Begin at the line that has "# test: point at every instance of the scuffed" and copy every line from there through the last one, requests included, multiplying each point coordinate in the answers by 0.2 and rounding to a whole number with halves going up. Leave the pictures out.

** Start DATASET **

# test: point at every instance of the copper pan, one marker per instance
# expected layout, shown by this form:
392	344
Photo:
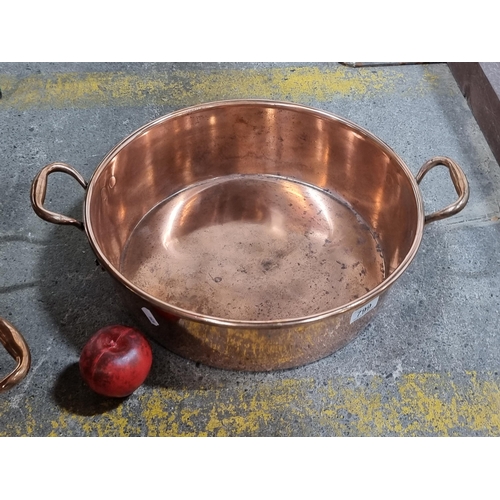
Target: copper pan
253	234
16	346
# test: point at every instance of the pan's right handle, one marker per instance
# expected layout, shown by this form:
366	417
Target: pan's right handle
459	182
39	190
16	346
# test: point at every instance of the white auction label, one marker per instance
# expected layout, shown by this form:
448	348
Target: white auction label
359	313
150	316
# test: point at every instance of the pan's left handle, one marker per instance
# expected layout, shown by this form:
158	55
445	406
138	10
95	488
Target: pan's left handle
17	347
459	181
39	190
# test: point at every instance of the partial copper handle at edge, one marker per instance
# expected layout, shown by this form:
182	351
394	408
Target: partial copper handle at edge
459	181
39	190
16	346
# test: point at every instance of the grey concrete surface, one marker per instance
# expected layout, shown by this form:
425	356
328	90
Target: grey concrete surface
441	317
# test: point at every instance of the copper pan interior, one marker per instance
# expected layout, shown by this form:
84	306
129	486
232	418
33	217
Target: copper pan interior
252	211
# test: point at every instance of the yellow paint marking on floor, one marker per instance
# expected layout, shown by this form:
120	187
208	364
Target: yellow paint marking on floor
182	88
413	405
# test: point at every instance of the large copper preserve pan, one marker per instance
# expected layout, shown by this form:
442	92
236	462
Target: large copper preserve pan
253	234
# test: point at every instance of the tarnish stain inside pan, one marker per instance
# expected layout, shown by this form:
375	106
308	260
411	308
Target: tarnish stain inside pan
254	248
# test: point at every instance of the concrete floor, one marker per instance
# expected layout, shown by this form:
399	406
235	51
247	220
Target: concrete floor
426	365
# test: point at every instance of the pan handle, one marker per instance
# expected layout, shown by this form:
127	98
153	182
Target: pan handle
16	346
459	181
39	190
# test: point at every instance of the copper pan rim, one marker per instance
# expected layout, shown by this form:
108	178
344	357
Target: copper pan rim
253	324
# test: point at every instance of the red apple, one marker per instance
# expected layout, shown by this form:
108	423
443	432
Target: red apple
115	361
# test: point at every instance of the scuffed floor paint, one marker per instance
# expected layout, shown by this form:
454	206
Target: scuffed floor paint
188	87
417	404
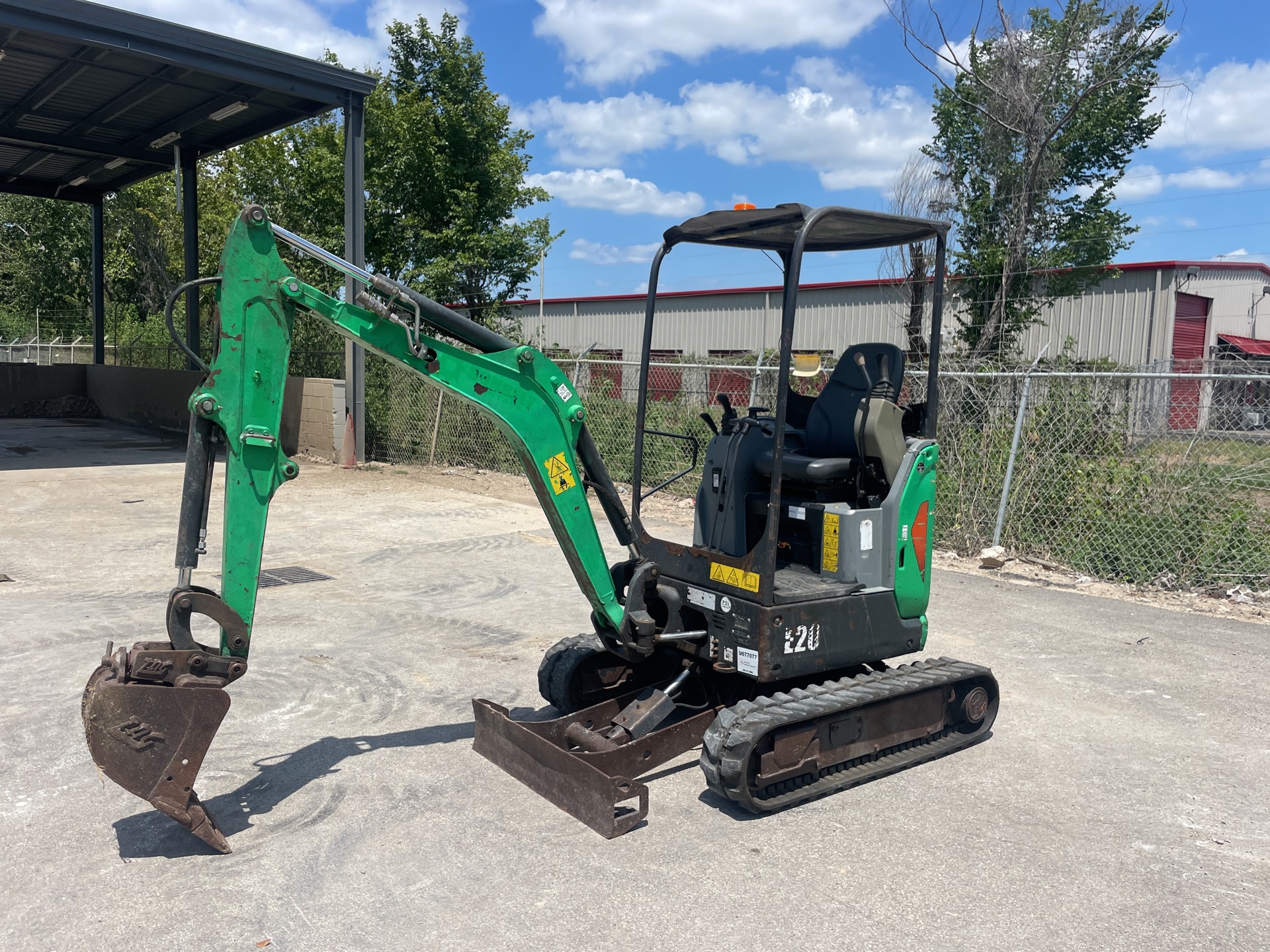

** End DATASET **

• **THE OUTPUT**:
# test: point at every instance of the scuffed floor paint, one marker per instance
# expected layout, shown by this form:
454	206
Target: scuffed floor paint
38	17
83	81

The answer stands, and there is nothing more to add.